__Problems and tasks__
a - List every body that the passage on Allen's appointments says Allen chaired.
b - Pick up the passage on Allen's appointments after its final sentence and carry it forward.

__Extract__
◇ ◇ ◇ ◇

After the State Electricity Commission of Victoria was partially privatised and separated into three operating companies in 1993, Allen was appointed Chair of the 'Government Steering Committee' which was tasked with facilitating the reform process.

In 1999, Allen accepted the role as Chairman of Australia's peak trade advisory body, the Trade Policy Advisory Council (TPAC) after being invited by Trade Minister Tim Fischer. In his capacity as Chair of TPAC, Allen joined the Australian delegation to the WTO Ministerial Conference in Seattle in November that year.

In 2006, Allen became Chairman of the Australian Statistics Advisory Council a commonwealth and state body that oversees the co-ordination and dissemination of official statistics, Allen held the position for a decade.

In 2007, Allen accepted an invitation by Trade Minister Warren Truss to chair Trade Advisory Council, which replaced the Trade Policy Advisory Council, the WTO Advisory Group, and the FTA Export Advisory Panel.

◇ ◇ ◇ ◇

__Stored data__

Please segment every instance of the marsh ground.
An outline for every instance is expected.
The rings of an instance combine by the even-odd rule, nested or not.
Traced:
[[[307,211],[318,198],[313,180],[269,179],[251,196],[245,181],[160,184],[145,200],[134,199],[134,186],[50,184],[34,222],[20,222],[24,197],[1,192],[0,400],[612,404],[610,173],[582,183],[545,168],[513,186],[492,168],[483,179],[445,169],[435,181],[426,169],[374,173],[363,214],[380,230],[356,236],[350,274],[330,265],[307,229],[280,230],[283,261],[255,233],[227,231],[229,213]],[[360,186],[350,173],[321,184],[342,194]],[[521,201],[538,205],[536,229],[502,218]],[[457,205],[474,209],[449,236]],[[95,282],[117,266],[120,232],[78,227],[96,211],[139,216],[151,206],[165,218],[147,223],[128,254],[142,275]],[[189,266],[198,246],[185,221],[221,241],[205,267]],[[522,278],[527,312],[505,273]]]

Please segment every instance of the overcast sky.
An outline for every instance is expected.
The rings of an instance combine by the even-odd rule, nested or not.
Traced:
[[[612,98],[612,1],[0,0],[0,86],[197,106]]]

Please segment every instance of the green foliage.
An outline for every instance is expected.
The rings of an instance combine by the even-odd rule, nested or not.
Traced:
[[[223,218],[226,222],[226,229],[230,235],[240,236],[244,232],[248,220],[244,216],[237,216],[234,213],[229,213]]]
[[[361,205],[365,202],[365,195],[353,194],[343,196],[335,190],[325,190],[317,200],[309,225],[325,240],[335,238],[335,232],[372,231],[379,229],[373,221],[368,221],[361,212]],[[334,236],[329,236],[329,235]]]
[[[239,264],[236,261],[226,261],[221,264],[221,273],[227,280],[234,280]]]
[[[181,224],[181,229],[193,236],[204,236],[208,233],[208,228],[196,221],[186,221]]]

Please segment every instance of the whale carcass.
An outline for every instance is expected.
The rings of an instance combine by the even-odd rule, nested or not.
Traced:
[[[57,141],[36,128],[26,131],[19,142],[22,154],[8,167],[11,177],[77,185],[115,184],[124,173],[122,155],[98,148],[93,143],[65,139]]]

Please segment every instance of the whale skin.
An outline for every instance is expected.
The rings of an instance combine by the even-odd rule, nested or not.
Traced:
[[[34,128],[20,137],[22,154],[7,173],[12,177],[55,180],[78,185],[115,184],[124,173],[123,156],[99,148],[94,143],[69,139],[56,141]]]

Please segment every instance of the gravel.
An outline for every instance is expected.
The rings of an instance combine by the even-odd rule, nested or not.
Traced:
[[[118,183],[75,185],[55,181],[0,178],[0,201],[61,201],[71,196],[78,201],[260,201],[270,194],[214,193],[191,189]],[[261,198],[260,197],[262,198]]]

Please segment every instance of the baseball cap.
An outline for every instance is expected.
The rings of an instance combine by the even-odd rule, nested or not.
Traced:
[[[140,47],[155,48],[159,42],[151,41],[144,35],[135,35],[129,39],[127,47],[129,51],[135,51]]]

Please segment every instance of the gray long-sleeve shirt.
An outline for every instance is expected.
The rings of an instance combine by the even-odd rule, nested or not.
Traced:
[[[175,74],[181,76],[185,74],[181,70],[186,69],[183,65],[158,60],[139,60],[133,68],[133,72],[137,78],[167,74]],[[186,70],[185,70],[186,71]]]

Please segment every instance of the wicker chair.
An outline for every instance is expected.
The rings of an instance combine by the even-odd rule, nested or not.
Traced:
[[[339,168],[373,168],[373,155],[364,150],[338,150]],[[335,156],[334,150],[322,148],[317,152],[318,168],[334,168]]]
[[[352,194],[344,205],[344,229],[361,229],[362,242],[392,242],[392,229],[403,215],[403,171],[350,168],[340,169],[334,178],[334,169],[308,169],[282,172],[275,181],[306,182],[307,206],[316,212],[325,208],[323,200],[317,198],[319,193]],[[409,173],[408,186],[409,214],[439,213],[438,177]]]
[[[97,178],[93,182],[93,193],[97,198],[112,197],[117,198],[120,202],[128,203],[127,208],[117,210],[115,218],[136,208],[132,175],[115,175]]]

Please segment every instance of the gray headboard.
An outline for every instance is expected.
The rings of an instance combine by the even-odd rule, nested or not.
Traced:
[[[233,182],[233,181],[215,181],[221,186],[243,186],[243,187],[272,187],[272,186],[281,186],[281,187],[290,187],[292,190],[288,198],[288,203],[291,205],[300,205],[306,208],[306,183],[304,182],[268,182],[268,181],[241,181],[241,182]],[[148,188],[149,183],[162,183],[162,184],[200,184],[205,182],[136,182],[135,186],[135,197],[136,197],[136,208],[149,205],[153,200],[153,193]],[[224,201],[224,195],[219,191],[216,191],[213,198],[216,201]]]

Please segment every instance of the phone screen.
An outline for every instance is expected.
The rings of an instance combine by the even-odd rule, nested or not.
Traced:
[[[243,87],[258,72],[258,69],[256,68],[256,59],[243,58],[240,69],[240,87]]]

◇ ◇ ◇ ◇

__Results of the tasks__
a -
- Government Steering Committee
- Trade Policy Advisory Council (TPAC)
- Australian Statistics Advisory Council
- Trade Advisory Council

b -
In 2008, Allen was appointed Chairman of the Committee for Economic Development of Australia (CEDA) where he was tasked with "strengthening organisations finances, governance and improving the quality of its leadership". He was awarded "honorary life membership of CEDA in recognition of his contribution".

== Publications ==

=== Books ===

- Allen, Geoff. On the Record. Real Film & Publishing, 2018. ISBN 9780648405696
- Allen, Geoff. Tales of Your Ancestors. Real Film & Publishing, 2022. ISBN 9780645213157
- Allen, Geoff. Business, Government & Society: Managing Corporate Public Affairs. Real Film & Publishing, 2025. ISBN 9780645681192

=== Journal Articles ===

- Allen, Geoff. "An Integrated Model: The Evolution of Public Affairs Down Under." The Handbook of Public Affairs. Edited by Phil Harris and Craig S. Fleisher, SAGE Publications Ltd: London; 2005, pp. 338–60. Sage Knowledge, doi: https://doi.org/10.4135/9781848608108.
- Allen, Geoff. “Public Affairs: New Wave of Research, The Handbook of Public Affairs." Edited by Phil Harris and Craig S. Fleisher, SAGE Publications Ltd: London; 2006, pp. 309–316. Sage Knowledge, doi: https://doi.org/10.1002/pa.223.
- Allen, Geoff. “CSR: Corporate Sainthood or Pragmatic Business Strategy?” 2007. The Melbourne Review: A Journal of Business and Public Policy, vol. 3, no. 2, Melbourne Business School, 2007, pp. 66–73, https://search.informit.org/doi/10.3316/informit.947150601744326.
- Allen, Geoff. “Public affairs and mining in Australia-a rescued license to operate.” Journal of Public Affairs, vol. 11, no. 4, May. 2011, pp. 382–386. https://doi.org/10.1002/pa.388.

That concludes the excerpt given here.